**EXERCISE OBJECTIVE**
Reproduce the records below word for word, leaving out the pictures.

**INFORMATION SHOWN**
>>
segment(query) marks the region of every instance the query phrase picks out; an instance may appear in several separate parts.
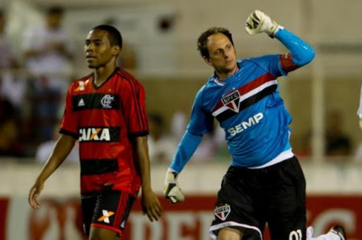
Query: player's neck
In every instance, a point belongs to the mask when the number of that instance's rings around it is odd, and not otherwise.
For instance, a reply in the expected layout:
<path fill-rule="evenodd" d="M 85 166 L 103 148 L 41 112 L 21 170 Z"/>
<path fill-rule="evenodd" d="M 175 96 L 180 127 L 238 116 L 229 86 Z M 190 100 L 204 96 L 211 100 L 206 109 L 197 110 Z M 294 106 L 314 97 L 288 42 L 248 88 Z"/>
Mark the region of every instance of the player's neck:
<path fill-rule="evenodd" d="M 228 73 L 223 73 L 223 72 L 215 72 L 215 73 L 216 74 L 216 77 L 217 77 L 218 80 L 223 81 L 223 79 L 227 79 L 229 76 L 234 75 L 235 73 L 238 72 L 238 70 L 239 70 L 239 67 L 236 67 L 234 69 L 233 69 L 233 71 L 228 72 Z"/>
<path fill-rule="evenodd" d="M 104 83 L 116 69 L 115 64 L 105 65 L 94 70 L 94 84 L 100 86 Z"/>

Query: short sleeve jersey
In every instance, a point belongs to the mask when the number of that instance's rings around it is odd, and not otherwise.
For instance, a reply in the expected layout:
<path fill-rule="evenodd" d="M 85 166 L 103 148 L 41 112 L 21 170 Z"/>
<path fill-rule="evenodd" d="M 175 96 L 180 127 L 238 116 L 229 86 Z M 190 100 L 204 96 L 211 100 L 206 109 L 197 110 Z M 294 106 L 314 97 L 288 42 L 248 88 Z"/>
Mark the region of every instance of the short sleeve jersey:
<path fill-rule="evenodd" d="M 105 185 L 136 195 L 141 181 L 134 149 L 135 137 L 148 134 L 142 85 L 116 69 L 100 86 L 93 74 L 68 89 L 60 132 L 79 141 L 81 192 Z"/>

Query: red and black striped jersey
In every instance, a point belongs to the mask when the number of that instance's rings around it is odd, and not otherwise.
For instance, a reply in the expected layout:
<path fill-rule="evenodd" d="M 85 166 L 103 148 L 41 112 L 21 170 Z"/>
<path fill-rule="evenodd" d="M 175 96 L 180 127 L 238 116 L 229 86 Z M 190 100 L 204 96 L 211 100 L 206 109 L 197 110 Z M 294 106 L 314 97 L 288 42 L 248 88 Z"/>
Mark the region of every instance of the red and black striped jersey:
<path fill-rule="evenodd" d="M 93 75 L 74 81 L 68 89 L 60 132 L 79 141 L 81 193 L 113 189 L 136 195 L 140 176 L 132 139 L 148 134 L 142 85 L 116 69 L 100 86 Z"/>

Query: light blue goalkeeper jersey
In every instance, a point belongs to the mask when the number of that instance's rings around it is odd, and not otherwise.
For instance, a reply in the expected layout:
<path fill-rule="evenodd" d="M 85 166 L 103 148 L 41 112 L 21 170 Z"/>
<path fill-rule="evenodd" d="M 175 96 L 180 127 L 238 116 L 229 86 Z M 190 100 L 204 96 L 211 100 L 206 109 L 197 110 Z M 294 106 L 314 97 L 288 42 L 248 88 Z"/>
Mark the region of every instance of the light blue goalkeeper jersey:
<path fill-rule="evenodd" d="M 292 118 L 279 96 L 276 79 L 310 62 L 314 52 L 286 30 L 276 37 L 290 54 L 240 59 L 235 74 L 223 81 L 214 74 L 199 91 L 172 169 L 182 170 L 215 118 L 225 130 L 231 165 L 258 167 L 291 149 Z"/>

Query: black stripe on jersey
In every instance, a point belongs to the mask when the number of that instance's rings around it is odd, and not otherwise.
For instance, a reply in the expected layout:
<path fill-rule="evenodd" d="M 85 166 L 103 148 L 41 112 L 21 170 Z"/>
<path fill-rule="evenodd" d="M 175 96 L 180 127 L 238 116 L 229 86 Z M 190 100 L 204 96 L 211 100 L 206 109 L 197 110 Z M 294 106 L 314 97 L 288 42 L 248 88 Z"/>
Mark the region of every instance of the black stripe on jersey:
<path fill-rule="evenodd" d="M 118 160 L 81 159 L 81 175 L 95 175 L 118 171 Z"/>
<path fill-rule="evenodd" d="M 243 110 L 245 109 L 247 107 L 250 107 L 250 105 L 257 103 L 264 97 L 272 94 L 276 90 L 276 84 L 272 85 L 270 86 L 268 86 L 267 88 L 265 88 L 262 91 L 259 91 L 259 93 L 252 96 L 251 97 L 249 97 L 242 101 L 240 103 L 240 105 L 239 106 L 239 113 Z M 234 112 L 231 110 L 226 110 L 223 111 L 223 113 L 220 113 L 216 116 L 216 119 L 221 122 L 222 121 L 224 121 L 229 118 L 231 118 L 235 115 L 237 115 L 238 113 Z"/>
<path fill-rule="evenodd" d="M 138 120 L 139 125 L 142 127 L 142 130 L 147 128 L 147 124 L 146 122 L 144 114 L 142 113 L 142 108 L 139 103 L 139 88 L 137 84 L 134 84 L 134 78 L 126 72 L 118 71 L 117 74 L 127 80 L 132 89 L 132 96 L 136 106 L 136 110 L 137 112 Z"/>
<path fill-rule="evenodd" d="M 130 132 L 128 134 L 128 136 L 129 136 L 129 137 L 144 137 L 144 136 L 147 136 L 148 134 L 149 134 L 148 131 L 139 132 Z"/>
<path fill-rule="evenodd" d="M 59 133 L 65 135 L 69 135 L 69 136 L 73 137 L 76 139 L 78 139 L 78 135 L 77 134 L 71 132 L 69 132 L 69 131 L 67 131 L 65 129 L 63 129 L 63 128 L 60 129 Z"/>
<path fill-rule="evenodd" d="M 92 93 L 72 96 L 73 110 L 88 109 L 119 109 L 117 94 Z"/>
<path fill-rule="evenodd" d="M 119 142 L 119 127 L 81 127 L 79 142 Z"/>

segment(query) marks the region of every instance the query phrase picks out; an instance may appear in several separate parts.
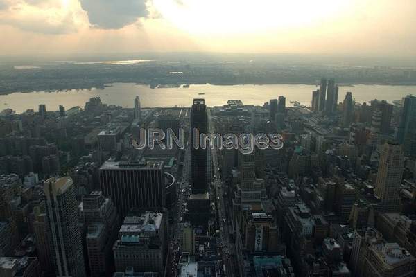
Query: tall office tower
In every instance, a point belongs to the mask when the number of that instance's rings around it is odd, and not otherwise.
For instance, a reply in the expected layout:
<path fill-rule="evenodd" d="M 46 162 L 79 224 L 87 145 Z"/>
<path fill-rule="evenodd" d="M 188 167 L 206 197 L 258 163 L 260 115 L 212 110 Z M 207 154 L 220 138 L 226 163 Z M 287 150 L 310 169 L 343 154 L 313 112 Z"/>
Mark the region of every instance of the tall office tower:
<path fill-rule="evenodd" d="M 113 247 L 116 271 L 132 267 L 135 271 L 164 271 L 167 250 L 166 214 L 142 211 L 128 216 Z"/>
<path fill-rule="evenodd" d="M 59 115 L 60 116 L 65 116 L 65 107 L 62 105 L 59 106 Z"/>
<<
**WRITTEN SOLUTION**
segment(query) marks the region of every instance the query phrase picks out; an instance may appear in several separate parts.
Query: player's neck
In every instance, a point belongs to the mask when the number of that instance's rings around it is odd, and not otherwise.
For instance, a reply in the expected layout:
<path fill-rule="evenodd" d="M 85 166 L 103 148 L 41 112 L 21 170 Z"/>
<path fill-rule="evenodd" d="M 175 96 L 180 127 L 238 116 L 229 86 Z M 190 100 L 204 96 L 211 100 L 206 109 L 197 110 Z M 294 106 L 314 97 L 288 42 L 248 88 Z"/>
Mark the region of every instance of the player's neck:
<path fill-rule="evenodd" d="M 228 73 L 223 73 L 223 72 L 215 72 L 215 73 L 216 74 L 216 77 L 217 77 L 218 80 L 223 81 L 223 79 L 227 79 L 229 76 L 234 75 L 235 73 L 238 72 L 238 70 L 239 70 L 239 67 L 236 67 L 234 69 L 233 69 L 233 71 L 228 72 Z"/>
<path fill-rule="evenodd" d="M 104 83 L 116 69 L 115 64 L 105 65 L 94 70 L 94 84 L 100 86 Z"/>

Query: short sleeve jersey
In every instance, a point belongs to the mask when the number of that instance's rings around it is odd, and not otherwise.
For instance, a reply in the expected layout:
<path fill-rule="evenodd" d="M 85 166 L 103 148 L 41 112 L 21 170 Z"/>
<path fill-rule="evenodd" d="M 175 96 L 180 127 L 238 116 L 229 86 Z M 190 100 L 204 96 L 211 100 L 206 109 L 197 110 Z M 294 106 L 314 97 L 288 42 L 248 88 Z"/>
Mark the region of every instance of the short sleeve jersey:
<path fill-rule="evenodd" d="M 105 185 L 136 195 L 141 181 L 134 149 L 135 137 L 148 134 L 142 85 L 116 69 L 100 86 L 93 74 L 68 89 L 60 132 L 79 141 L 81 192 Z"/>

Query: red and black striped jersey
In every instance, a point belongs to the mask when the number of that instance's rings around it is odd, and not otherwise.
For instance, a reply in the expected layout:
<path fill-rule="evenodd" d="M 85 166 L 103 148 L 41 112 L 21 170 Z"/>
<path fill-rule="evenodd" d="M 175 96 L 180 127 L 238 116 L 229 86 Z M 190 100 L 204 96 L 211 100 L 206 109 L 197 110 Z M 294 106 L 314 97 L 288 42 L 248 88 Z"/>
Mark the region of every instance of the red and black striped jersey:
<path fill-rule="evenodd" d="M 93 75 L 74 81 L 68 89 L 60 132 L 79 141 L 81 193 L 113 189 L 136 195 L 140 176 L 132 139 L 148 134 L 142 85 L 116 69 L 100 86 Z"/>

Query: light blue goalkeeper jersey
In every instance, a point belongs to the mask when the number of that instance's rings around it is odd, and not otherwise.
For instance, a reply in the expected layout:
<path fill-rule="evenodd" d="M 85 166 L 103 148 L 41 112 L 21 170 Z"/>
<path fill-rule="evenodd" d="M 175 96 L 180 127 L 238 116 L 229 86 Z M 190 100 L 204 96 L 211 100 L 206 109 L 197 110 Z M 294 106 L 314 97 L 288 42 L 248 88 Z"/>
Mark the region of every instance of the light blue goalkeeper jersey:
<path fill-rule="evenodd" d="M 292 118 L 279 96 L 276 79 L 310 62 L 314 52 L 286 30 L 276 37 L 290 54 L 240 59 L 235 74 L 223 81 L 214 74 L 199 91 L 172 169 L 182 170 L 215 118 L 225 130 L 231 165 L 258 167 L 291 149 Z"/>

Query: black stripe on jersey
In every instance, a point belongs to the mask when the number of that instance's rings around it is odd, and not otherwise.
For instance, a reply in the expected layout:
<path fill-rule="evenodd" d="M 85 166 L 103 148 L 41 112 L 21 170 Z"/>
<path fill-rule="evenodd" d="M 175 96 L 180 127 L 238 116 L 229 86 Z M 190 100 L 204 96 L 211 100 L 206 109 L 197 110 Z M 294 106 L 314 97 L 288 42 L 248 88 Z"/>
Mark the region of every instance of the black stripe on jersey:
<path fill-rule="evenodd" d="M 118 160 L 81 159 L 81 175 L 95 175 L 118 171 Z"/>
<path fill-rule="evenodd" d="M 243 110 L 245 109 L 247 107 L 250 107 L 250 105 L 257 103 L 264 97 L 272 94 L 276 90 L 276 84 L 272 85 L 270 86 L 268 86 L 267 88 L 265 88 L 262 91 L 259 91 L 259 93 L 252 96 L 251 97 L 249 97 L 242 101 L 240 103 L 240 105 L 239 106 L 239 113 Z M 234 112 L 231 110 L 226 110 L 223 111 L 223 113 L 220 113 L 216 116 L 216 119 L 221 122 L 222 121 L 224 121 L 229 118 L 231 118 L 235 115 L 237 115 L 238 113 Z"/>
<path fill-rule="evenodd" d="M 138 120 L 139 125 L 142 127 L 142 130 L 147 128 L 147 124 L 146 122 L 144 114 L 142 113 L 142 108 L 139 103 L 139 88 L 137 84 L 134 84 L 134 78 L 126 72 L 118 71 L 117 74 L 127 80 L 132 89 L 132 96 L 136 106 L 136 110 L 137 112 Z"/>
<path fill-rule="evenodd" d="M 130 132 L 128 134 L 128 136 L 129 136 L 129 137 L 144 137 L 144 136 L 147 136 L 148 134 L 149 134 L 148 131 L 139 132 Z"/>
<path fill-rule="evenodd" d="M 59 133 L 65 135 L 69 135 L 69 136 L 73 137 L 76 139 L 78 139 L 78 135 L 77 134 L 71 132 L 69 132 L 69 131 L 67 131 L 65 129 L 63 129 L 63 128 L 60 129 Z"/>
<path fill-rule="evenodd" d="M 92 93 L 72 96 L 73 110 L 88 109 L 119 109 L 117 94 Z"/>
<path fill-rule="evenodd" d="M 119 142 L 119 127 L 81 127 L 79 142 Z"/>

segment(query) marks the region of every instance the query phrase picks out; an instance may appear in several separate parts.
Query: tall office tower
In every instance, a point belongs to the mask when the number of that instance's rings around it is odd, and not otherwise.
For instance, a reply in the expected layout:
<path fill-rule="evenodd" d="M 46 162 L 79 224 L 87 145 Z"/>
<path fill-rule="evenodd" d="M 188 167 L 206 197 L 258 163 L 260 115 L 212 110 Z M 207 154 L 220 138 L 226 163 Z M 287 150 L 310 169 L 343 154 L 313 112 Z"/>
Mark the region of every instance of the tall office tower:
<path fill-rule="evenodd" d="M 113 247 L 116 271 L 132 267 L 135 271 L 164 271 L 167 250 L 166 214 L 142 211 L 128 216 Z"/>
<path fill-rule="evenodd" d="M 59 115 L 60 116 L 65 116 L 65 107 L 62 105 L 59 106 Z"/>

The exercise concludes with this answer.